== EXCERPT ==

### Theory:

Let us learn how to apply the theorem to the given problem to find the solution.
Example:
If a triangle and a parallelogram are on the same base and between the same parallels, then prove that the area of a triangle is equal to half the area of the parallelogram.

Solution:

Given: $$PQRS$$ is a parallelogram, and $$OSR$$ is a triangle. They both are on the same base $$SR$$ and between the same parallels $$SR$$ and $$OQ$$.

To prove: $$ar(\triangle OSR) = \frac{1}{2} \times ar(PQRS)$$

Construction: Draw $$OX \perp SR$$ and $$PY \perp SR$$

Proof: Consider the parallelogram $$PQRS$$.

$$ar(PQRS) = PY \times SR$$ ---- ($$1$$)

===

### WHAT IS ASKED
A - In the construction step of the parallelogram proof, which two segments are drawn perpendicular to SR?
B - Write the next part of the parallelogram area proof, starting after the last line shown.
The listing that comes next is taken from a separate source.

== DATASET ROWS ==

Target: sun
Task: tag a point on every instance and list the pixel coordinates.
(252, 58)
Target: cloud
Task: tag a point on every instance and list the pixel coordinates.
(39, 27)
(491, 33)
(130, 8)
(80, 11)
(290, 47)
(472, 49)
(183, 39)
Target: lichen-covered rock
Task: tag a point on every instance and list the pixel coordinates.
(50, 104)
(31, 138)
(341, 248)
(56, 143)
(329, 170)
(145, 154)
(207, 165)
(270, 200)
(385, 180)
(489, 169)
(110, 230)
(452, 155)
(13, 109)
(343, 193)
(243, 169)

===
== DATASET ROWS ==

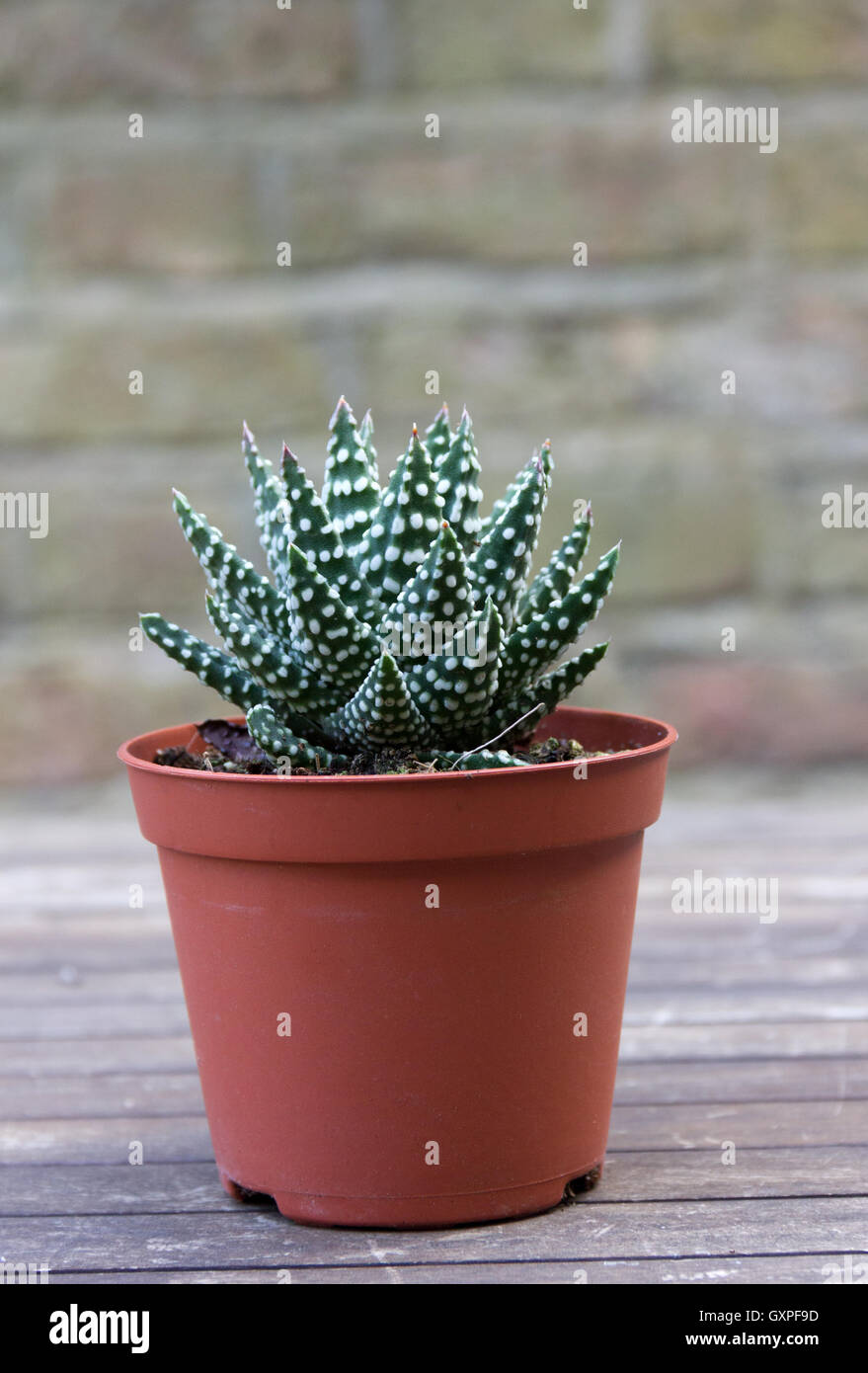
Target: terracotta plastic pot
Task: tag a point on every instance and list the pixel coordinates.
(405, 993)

===
== DATASET ROWS ==

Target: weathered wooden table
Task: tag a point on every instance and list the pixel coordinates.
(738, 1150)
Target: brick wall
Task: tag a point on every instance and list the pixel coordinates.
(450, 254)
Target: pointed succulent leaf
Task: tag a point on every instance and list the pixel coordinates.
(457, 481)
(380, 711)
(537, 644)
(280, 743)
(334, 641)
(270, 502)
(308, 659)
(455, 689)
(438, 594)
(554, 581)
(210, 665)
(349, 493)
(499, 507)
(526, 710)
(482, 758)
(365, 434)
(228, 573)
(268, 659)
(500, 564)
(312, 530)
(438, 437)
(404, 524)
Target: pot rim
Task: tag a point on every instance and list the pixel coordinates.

===

### OUTPUTS BY TASK
A - OX and PY.

B -
Similarly, consider the triangle $$ORS$$.

$$ar(ORS) = \frac{1}{2} \times OX \times SR$$ ---- ($$2$$)

In parallelogram $$PQRS$$, $$PQ \parallel RS$$ [Opposite sides of a parallelogram are parallel]

Thus, $$OX = PY$$ ---- ($$3$$) [Distance between parallel lines are equal]

Substituting equation ($$3$$) in ($$2$$, we get:

$$ar(ORS) = \frac{1}{2} \times PY \times SR$$

$$ar(ORS) = \frac{1}{2} \times ar(PQRS)$$ [Using ($$1$$)]

Hence proved.